### Exercise task
In the passage about the goddess Yogamaya, what does the goddess Vindhyavasini get her name from?

### Selected extract
════════
Yogamaya (), also venerated as Vindhyavasini, Mahamaya, and Ekanamsha, is a Hindu goddess.

In Vaishnava tradition, she is accorded the epithet Narayani, and serves as the personification of Vishnu's powers of illusion. The deity is regarded as the benevolent aspect of the goddess Durga in the Bhagavata Purana. She is regarded by Shaktas to be a form of Adi Shakti. In Hindu literature, she is born in a Yadava family, as the daughter of Nanda and Yashoda.

Etymology 
Yogamaya refers to “the internal potency of Bhagavan, that arranges and enhances all his pastimes” in the Bhagavad Gita.

The goddess Vindhyavasini gets her name from the Vindhya Range, literally meaning, "she who resides in Vindhya".

Legend
At the time of the birth of Krishna as the eighth child of Devaki and Vasudeva, Yogamaya had been born at the same time at the house of Nanda and Yashoda, as instructed by Vishnu. Vasudeva replaced Krishna with this daughter of Yashoda. When Kamsa tried to kill this infant, believing that she was his prophesied killer, she escaped from the grasp of Kamsa, and turned into her form of Durga. She informed the tyrant that his killer had already been born elsewhere, and subsequently vanished from the prison of Mathura.

Thereafter, she is believed by local lore to have chosen to reside at the Vindhyachala mountains, where her temple is located at present. Some believe she was reborn as Subhadra to help Krishna for establishing dharma.

Shaktism 
Authors Constance Jones and James D. Ryan opine that Vindhyavasini is mentioned in the Devi Mahatmya, an important text that presents various incarnations or forms of the Supreme Goddess of Shaktism (Mahadevi). She is also mentioned in an early 19th-century local text called Vindhya Mahatmya. In both, she is understood to be the Ultimate Reality in its totality. She is also assimilated with Parvati, conceived of as "ultimate divinity".

Vaishnavism 

Yogamaya is regarded to be the embodiment of either the internal or the external potency of Vishnu, or his avatar of Krishna, in Vaishnavism. The goddess, also referred to as Vaishnavi Mahamaya, assumes a number of manifestations like Durga, Ambika, Kshemada, and Bhadrakali, according to the Vishnu Purana.

In the Bhagavata Purana, the asura Hiranyaksha mocks Varaha and references Vishnu's Yogamaya:

According to a 17th century literary poem called the Mukundavilasa, when Bhudevi and Brahma petition Vishnu to intervene in earthly affairs due to the oppression of Kamsa and Shishupala, he recruits a number of deities to assist him in his Krishna avatar: Lakshmi is to be born as Rukmini, Bhudevi is to manifest as Satyabhama, Shesha is to incarnate as Balarama, and Yogamaya is tasked to be born as the daughter of Yashoda.

In the narratives of Krishna, the deity employs the phenomenon of Yogamaya in order to spend time with the cowherd women of Gokulam, the gopis. During his blissful dalliance with the gopis, it is Yogamaya who creates spiritual doppelgangers of each gopi at their houses so that they can also act as chaste wives to their husbands, while also dwelling on the deity.
════════
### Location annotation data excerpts
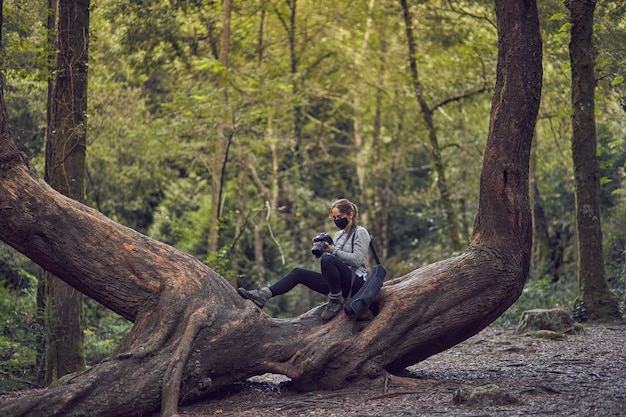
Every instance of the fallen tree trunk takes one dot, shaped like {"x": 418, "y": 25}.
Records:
{"x": 193, "y": 334}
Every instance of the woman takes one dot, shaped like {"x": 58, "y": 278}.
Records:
{"x": 347, "y": 253}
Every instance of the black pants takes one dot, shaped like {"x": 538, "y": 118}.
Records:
{"x": 335, "y": 276}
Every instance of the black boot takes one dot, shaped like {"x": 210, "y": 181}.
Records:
{"x": 258, "y": 296}
{"x": 334, "y": 306}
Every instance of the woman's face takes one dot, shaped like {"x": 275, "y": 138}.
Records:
{"x": 338, "y": 214}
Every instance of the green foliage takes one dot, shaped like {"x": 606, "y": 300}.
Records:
{"x": 270, "y": 138}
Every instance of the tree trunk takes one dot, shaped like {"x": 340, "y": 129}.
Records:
{"x": 595, "y": 300}
{"x": 435, "y": 150}
{"x": 65, "y": 171}
{"x": 541, "y": 262}
{"x": 192, "y": 332}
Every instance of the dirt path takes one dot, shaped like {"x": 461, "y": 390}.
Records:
{"x": 581, "y": 375}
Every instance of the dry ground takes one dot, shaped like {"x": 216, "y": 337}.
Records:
{"x": 580, "y": 375}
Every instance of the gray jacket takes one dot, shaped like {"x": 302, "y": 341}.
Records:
{"x": 352, "y": 256}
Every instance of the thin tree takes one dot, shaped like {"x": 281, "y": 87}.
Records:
{"x": 595, "y": 300}
{"x": 193, "y": 334}
{"x": 65, "y": 172}
{"x": 429, "y": 124}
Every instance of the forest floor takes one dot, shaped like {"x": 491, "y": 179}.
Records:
{"x": 522, "y": 375}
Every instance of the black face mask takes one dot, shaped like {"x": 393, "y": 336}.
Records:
{"x": 341, "y": 223}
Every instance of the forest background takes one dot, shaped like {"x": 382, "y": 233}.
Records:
{"x": 231, "y": 145}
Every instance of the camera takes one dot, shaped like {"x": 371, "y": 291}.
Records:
{"x": 318, "y": 246}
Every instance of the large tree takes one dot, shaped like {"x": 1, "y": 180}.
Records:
{"x": 193, "y": 334}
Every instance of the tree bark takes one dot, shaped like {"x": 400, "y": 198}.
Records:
{"x": 596, "y": 299}
{"x": 192, "y": 332}
{"x": 65, "y": 171}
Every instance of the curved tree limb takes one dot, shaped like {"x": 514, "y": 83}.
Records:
{"x": 193, "y": 334}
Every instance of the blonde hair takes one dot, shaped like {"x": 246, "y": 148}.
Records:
{"x": 346, "y": 207}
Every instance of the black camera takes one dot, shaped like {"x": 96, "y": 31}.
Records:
{"x": 318, "y": 246}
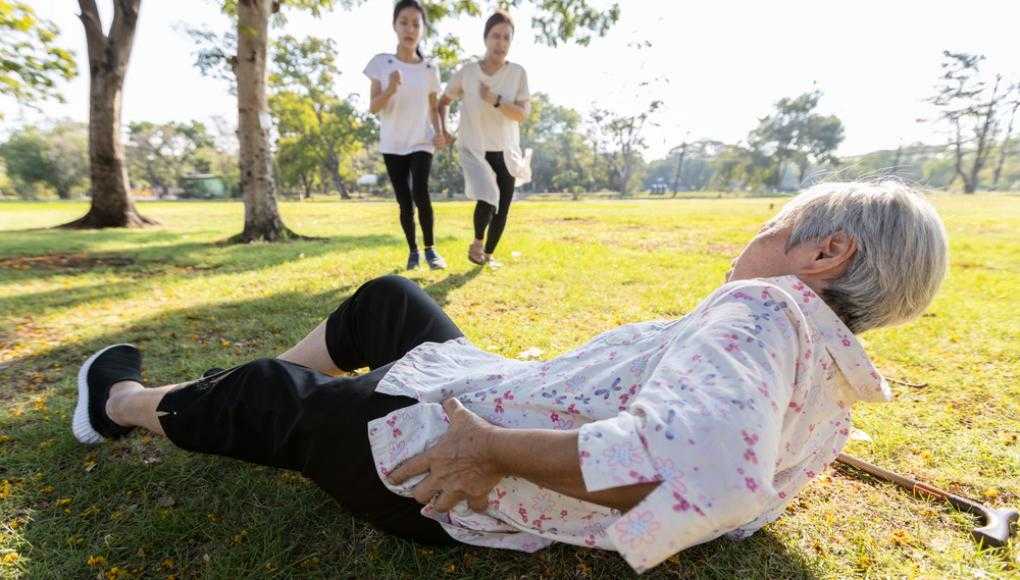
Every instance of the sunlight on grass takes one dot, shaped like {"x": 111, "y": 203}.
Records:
{"x": 139, "y": 507}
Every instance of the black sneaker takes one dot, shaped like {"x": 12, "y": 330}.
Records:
{"x": 103, "y": 369}
{"x": 435, "y": 261}
{"x": 413, "y": 259}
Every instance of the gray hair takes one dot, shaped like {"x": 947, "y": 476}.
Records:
{"x": 902, "y": 248}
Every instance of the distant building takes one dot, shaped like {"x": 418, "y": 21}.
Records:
{"x": 203, "y": 187}
{"x": 368, "y": 180}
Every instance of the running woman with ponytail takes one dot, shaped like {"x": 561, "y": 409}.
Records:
{"x": 404, "y": 94}
{"x": 496, "y": 100}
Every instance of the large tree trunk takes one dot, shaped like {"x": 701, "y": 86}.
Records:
{"x": 261, "y": 215}
{"x": 108, "y": 56}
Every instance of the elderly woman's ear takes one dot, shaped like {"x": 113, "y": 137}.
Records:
{"x": 829, "y": 257}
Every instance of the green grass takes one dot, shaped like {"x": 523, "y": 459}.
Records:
{"x": 573, "y": 269}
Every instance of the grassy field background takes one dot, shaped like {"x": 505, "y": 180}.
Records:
{"x": 140, "y": 508}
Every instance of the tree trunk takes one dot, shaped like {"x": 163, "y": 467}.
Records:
{"x": 261, "y": 215}
{"x": 679, "y": 168}
{"x": 333, "y": 165}
{"x": 1004, "y": 151}
{"x": 983, "y": 135}
{"x": 108, "y": 56}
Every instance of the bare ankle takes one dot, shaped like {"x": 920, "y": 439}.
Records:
{"x": 117, "y": 405}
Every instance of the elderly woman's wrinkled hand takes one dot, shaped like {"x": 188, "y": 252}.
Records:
{"x": 461, "y": 465}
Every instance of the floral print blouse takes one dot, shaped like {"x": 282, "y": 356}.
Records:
{"x": 733, "y": 408}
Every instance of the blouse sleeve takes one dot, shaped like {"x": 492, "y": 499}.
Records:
{"x": 707, "y": 424}
{"x": 523, "y": 93}
{"x": 455, "y": 87}
{"x": 434, "y": 80}
{"x": 375, "y": 68}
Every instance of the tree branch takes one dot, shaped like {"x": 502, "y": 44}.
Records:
{"x": 122, "y": 31}
{"x": 95, "y": 40}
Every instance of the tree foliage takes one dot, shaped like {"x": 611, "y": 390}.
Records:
{"x": 31, "y": 62}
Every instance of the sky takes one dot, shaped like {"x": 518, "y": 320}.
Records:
{"x": 717, "y": 66}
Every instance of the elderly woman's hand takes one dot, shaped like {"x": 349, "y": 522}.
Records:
{"x": 460, "y": 466}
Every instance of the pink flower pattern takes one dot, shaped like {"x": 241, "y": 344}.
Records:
{"x": 714, "y": 405}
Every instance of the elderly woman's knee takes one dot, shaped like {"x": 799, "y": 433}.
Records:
{"x": 390, "y": 285}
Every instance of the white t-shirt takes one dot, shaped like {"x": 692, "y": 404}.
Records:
{"x": 483, "y": 127}
{"x": 405, "y": 125}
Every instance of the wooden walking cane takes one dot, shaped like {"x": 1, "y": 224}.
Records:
{"x": 996, "y": 530}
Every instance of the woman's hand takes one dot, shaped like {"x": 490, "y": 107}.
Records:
{"x": 396, "y": 80}
{"x": 460, "y": 465}
{"x": 486, "y": 93}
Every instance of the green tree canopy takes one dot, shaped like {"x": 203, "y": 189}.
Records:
{"x": 31, "y": 62}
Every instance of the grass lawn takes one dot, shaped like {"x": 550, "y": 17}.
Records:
{"x": 140, "y": 508}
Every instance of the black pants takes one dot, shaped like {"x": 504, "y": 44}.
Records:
{"x": 409, "y": 175}
{"x": 486, "y": 215}
{"x": 281, "y": 414}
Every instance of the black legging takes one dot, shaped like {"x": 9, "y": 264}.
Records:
{"x": 281, "y": 414}
{"x": 409, "y": 175}
{"x": 483, "y": 212}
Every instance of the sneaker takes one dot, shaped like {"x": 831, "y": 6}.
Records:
{"x": 475, "y": 253}
{"x": 108, "y": 366}
{"x": 434, "y": 259}
{"x": 413, "y": 259}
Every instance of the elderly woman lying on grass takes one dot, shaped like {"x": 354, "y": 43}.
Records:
{"x": 652, "y": 437}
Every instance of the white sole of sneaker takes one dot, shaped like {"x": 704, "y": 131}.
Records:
{"x": 81, "y": 425}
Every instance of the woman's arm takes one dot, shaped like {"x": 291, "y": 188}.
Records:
{"x": 380, "y": 98}
{"x": 557, "y": 467}
{"x": 473, "y": 456}
{"x": 442, "y": 106}
{"x": 516, "y": 111}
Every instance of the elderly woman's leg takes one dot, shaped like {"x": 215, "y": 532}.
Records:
{"x": 378, "y": 324}
{"x": 288, "y": 412}
{"x": 272, "y": 413}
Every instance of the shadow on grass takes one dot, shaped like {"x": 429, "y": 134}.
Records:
{"x": 185, "y": 258}
{"x": 152, "y": 510}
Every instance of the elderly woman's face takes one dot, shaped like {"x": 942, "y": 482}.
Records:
{"x": 766, "y": 256}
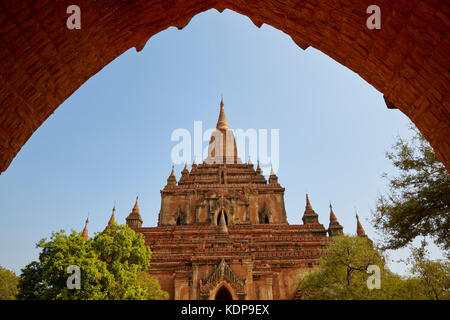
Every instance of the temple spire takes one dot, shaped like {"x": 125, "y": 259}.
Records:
{"x": 112, "y": 219}
{"x": 136, "y": 206}
{"x": 222, "y": 123}
{"x": 134, "y": 219}
{"x": 359, "y": 229}
{"x": 310, "y": 216}
{"x": 332, "y": 215}
{"x": 334, "y": 227}
{"x": 84, "y": 233}
{"x": 308, "y": 204}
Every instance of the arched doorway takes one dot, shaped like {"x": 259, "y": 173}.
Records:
{"x": 223, "y": 294}
{"x": 225, "y": 216}
{"x": 411, "y": 74}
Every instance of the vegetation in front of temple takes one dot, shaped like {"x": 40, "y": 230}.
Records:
{"x": 416, "y": 205}
{"x": 418, "y": 200}
{"x": 343, "y": 274}
{"x": 112, "y": 264}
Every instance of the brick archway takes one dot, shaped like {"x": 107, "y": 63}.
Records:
{"x": 43, "y": 63}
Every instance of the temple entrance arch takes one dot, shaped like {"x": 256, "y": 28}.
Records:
{"x": 225, "y": 216}
{"x": 223, "y": 294}
{"x": 410, "y": 71}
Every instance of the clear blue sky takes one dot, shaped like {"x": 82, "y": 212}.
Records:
{"x": 110, "y": 141}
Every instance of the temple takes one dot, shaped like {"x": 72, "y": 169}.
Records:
{"x": 223, "y": 233}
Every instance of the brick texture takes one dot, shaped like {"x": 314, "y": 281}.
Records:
════════
### Solution for this problem
The Vindhya Range.